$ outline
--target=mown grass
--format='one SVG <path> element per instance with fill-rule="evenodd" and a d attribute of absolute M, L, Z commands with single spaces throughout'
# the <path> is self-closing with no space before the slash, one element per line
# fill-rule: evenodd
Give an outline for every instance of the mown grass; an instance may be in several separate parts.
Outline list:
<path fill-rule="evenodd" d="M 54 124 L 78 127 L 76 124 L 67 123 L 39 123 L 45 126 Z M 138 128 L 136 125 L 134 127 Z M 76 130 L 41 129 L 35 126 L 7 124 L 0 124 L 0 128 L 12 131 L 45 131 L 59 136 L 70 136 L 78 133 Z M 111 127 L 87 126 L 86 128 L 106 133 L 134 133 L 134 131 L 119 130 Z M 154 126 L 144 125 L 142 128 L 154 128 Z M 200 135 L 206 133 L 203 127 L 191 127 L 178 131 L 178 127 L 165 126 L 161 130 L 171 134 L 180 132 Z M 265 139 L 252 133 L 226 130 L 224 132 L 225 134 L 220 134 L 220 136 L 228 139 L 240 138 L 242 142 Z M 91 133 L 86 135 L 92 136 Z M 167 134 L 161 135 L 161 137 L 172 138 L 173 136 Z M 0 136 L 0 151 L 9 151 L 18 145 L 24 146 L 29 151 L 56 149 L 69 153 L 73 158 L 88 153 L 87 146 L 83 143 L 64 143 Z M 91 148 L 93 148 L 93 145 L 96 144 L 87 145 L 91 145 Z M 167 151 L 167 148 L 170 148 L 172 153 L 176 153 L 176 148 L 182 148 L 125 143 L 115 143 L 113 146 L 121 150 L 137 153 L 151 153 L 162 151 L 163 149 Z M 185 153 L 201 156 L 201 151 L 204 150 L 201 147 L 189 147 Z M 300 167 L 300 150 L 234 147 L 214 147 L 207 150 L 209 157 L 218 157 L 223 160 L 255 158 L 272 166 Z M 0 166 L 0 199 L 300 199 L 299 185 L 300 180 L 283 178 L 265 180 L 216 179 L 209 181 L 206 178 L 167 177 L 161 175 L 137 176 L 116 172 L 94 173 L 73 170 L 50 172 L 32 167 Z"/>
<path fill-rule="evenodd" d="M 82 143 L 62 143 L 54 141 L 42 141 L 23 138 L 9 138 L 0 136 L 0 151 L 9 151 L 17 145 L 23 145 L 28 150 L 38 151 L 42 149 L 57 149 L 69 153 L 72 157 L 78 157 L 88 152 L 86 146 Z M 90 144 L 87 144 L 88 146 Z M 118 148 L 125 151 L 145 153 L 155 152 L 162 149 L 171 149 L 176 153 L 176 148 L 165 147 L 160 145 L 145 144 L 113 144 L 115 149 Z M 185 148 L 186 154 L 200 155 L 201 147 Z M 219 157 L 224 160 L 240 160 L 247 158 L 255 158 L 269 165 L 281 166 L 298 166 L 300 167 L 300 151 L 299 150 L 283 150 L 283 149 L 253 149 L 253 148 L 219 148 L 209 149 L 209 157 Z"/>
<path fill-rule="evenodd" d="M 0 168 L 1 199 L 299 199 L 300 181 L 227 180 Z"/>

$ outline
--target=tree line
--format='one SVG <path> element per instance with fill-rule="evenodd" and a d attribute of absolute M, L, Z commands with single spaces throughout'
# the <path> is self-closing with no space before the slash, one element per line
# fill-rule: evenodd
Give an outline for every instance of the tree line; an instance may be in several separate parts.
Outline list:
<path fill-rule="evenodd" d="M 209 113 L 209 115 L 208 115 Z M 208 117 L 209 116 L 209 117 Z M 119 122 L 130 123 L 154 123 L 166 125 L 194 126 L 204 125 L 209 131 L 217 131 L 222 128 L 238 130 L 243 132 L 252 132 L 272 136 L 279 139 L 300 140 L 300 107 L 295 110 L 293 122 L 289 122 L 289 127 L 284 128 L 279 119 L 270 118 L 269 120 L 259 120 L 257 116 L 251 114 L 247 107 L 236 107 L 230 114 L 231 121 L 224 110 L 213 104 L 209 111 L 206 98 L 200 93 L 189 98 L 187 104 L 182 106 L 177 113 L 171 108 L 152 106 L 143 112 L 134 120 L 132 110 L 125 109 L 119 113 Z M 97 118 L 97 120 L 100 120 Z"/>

--

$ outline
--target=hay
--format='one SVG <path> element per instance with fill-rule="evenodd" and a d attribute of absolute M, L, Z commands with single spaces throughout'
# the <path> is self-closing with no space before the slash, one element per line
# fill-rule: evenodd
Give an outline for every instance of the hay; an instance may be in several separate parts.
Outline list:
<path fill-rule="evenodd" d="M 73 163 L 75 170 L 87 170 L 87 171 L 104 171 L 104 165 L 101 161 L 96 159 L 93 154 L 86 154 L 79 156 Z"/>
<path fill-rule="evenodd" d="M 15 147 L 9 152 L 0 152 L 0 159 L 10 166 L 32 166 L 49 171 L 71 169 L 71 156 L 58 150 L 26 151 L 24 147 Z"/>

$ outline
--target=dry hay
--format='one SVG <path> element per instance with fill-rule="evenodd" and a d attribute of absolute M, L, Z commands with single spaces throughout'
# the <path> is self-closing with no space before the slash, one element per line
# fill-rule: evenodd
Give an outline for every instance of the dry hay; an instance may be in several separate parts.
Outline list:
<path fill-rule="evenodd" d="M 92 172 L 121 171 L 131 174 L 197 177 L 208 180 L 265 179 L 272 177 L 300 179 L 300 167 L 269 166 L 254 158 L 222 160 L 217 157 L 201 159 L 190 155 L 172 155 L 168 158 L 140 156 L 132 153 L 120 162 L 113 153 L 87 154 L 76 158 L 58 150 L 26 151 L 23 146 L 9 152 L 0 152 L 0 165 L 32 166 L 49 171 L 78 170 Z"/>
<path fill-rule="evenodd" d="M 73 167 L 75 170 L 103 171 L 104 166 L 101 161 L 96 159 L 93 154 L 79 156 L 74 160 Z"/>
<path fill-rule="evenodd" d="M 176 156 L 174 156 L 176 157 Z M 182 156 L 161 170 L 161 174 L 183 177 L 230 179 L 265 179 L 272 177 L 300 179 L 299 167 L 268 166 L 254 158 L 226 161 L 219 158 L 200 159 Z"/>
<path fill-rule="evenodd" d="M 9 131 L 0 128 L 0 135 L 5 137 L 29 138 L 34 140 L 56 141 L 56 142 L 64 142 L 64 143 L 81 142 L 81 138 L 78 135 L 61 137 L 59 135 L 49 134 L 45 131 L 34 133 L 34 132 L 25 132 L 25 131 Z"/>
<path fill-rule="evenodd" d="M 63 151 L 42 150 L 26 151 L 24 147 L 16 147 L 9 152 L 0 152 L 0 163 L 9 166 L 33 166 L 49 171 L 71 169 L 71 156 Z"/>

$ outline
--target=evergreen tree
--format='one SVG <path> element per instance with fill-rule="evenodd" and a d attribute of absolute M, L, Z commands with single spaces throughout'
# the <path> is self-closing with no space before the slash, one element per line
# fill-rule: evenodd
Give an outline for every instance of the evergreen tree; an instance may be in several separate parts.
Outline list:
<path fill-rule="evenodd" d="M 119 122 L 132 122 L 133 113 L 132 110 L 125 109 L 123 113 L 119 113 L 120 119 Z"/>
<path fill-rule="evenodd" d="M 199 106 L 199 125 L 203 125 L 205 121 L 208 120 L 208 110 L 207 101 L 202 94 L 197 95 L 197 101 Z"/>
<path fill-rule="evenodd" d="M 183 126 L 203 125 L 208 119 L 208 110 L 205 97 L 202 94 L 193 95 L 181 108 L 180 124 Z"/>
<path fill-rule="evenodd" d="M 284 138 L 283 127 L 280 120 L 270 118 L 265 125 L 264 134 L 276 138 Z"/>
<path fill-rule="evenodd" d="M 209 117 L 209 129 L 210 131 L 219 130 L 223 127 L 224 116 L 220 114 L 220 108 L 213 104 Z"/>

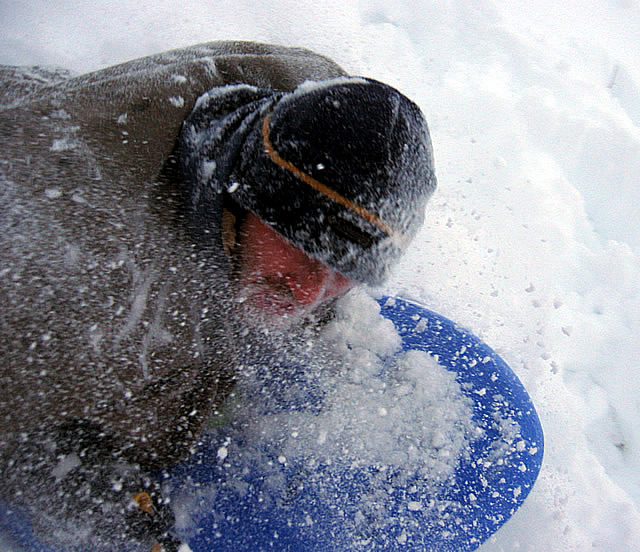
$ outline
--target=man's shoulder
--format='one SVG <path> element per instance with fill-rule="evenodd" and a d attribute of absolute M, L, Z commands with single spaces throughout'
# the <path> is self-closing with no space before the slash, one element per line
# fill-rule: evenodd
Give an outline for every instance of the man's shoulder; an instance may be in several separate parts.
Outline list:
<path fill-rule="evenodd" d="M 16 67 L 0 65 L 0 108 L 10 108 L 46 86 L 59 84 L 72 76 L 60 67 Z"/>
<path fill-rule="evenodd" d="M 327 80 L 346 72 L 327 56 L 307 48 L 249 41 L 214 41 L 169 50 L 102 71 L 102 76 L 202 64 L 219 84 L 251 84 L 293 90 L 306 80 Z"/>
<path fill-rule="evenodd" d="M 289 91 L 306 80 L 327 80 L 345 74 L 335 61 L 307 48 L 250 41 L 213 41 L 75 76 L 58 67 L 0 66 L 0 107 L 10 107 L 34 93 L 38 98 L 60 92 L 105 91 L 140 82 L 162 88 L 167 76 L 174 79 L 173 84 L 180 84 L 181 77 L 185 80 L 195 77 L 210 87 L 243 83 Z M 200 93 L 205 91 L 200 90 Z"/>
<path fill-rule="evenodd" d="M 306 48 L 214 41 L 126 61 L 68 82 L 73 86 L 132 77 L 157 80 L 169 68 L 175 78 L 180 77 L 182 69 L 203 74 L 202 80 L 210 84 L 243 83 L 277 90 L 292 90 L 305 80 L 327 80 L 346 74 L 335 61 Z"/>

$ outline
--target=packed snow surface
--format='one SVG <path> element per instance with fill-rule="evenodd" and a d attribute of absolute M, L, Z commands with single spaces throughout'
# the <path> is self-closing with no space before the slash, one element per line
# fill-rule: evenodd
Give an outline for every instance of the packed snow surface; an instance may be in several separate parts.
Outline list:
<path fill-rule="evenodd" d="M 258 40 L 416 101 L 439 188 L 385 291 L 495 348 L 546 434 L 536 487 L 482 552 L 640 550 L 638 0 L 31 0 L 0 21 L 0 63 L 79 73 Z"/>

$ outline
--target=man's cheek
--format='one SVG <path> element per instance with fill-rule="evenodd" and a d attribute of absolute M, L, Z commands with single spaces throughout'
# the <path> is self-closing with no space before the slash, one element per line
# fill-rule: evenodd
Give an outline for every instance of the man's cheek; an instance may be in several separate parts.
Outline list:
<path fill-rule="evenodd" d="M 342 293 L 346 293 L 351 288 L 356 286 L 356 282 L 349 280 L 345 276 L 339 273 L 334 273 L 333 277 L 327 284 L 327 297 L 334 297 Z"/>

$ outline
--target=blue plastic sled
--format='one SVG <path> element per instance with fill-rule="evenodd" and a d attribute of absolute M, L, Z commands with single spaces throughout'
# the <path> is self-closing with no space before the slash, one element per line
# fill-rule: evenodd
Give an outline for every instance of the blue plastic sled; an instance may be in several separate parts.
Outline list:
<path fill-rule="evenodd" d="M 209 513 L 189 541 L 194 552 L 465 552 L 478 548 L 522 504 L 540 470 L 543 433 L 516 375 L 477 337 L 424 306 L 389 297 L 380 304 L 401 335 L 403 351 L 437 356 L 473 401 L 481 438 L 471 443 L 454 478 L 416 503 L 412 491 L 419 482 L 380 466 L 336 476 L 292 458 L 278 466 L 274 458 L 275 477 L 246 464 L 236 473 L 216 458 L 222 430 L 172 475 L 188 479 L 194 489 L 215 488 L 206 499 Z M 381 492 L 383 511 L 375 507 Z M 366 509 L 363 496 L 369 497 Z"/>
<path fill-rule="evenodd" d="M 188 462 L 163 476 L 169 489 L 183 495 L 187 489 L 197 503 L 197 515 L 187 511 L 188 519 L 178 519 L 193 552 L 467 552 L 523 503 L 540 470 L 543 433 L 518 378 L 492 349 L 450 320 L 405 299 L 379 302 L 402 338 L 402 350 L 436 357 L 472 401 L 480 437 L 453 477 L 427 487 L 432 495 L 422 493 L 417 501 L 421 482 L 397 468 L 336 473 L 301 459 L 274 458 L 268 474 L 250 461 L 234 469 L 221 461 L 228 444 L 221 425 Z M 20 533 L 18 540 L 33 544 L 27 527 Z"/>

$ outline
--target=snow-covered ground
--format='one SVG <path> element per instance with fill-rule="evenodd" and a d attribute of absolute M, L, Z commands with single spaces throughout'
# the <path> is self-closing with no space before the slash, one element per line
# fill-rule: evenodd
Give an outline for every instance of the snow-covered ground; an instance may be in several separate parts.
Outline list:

• **Task to carry out**:
Say how many lines in the entries contain the string "packed", and leave out everything else.

• **Response to the exercise**:
2